=== PASSAGE PROVIDED ===

Monthly checks worth adding to your workflow:

Query your brand name and core topics in ChatGPT, Perplexity, and Gemini

Open yourdomain.com/robots.txt - verify AI crawlers are still allowed

Check that schema is intact after any CMS or plugin updates

Review external mentions and new citation sources quarterly

Confirm llms.txt is accessible and up to date

This doesn't take long once it's routine. The issue is that most teams never set it up in the first place.

Mistake #8: Ignoring AI Overviews in Google
Google's AI Overviews pull from the same content signals that other AI systems use. If you're not showing up in AI Overviews, the fixes are the same as everything above - better schema, cleaner structure, answer-first writing, and entity clarity.

One thing specific to Google: page speed and Core Web Vitals still matter here. Slow pages get de-prioritized in AI Overview sourcing even when the content is good. Don't let technical debt block otherwise solid content.

===

### [TASK SET]
1. Condense the paragraph in the passage on AI search visibility that begins "Google's AI Overviews pull from" into a short bulleted list that keeps its main facts.
2. Write the next part of the passage on AI search visibility, picking up after its final sentence.
The data that comes next is separate from the passage on AI search visibility.

=== DATASET EXCERPTS ===

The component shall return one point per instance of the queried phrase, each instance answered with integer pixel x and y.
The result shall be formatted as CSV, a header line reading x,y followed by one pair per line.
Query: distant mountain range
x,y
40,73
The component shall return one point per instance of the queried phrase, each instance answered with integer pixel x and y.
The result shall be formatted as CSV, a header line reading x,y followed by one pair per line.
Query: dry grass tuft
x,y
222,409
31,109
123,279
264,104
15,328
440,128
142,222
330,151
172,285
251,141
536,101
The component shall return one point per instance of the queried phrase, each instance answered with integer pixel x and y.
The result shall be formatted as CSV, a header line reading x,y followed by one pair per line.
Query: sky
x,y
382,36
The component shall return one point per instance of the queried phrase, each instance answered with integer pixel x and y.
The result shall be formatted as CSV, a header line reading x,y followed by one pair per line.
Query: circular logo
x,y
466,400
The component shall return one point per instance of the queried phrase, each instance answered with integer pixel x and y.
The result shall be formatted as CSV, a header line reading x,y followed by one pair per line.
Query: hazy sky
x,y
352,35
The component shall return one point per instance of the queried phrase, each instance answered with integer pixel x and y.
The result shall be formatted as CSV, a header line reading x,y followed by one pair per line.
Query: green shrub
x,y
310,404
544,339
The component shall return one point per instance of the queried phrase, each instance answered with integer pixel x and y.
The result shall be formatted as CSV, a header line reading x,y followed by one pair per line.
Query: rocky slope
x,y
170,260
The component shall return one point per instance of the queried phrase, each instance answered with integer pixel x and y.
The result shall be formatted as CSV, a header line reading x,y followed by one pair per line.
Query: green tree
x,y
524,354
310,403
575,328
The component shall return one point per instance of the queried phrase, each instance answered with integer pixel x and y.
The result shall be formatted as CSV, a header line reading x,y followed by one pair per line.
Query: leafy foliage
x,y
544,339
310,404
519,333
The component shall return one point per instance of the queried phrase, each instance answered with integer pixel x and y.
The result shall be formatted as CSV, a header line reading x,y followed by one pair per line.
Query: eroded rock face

===

### [ANSWERS FOR THE TASKS]
1.
- Google's AI Overviews use the same content signals as other AI systems.
- If a site doesn't appear in AI Overviews, the fixes are the same ones that work elsewhere: better schema, cleaner structure, answer-first writing, and entity clarity.

2.
Practical Takeaway
Start here: open your robots.txt and check for blocked AI crawlers. Then look at your most important landing page - does it have Organization schema with sameAs links? Does the first paragraph answer the core question directly, by name?

Those three things cover the majority of what we fix in a standard AI visibility audit at webaudits.dev. They're not the whole picture, but they're where most of the gap lives.

Fix the basics first. Then build outward.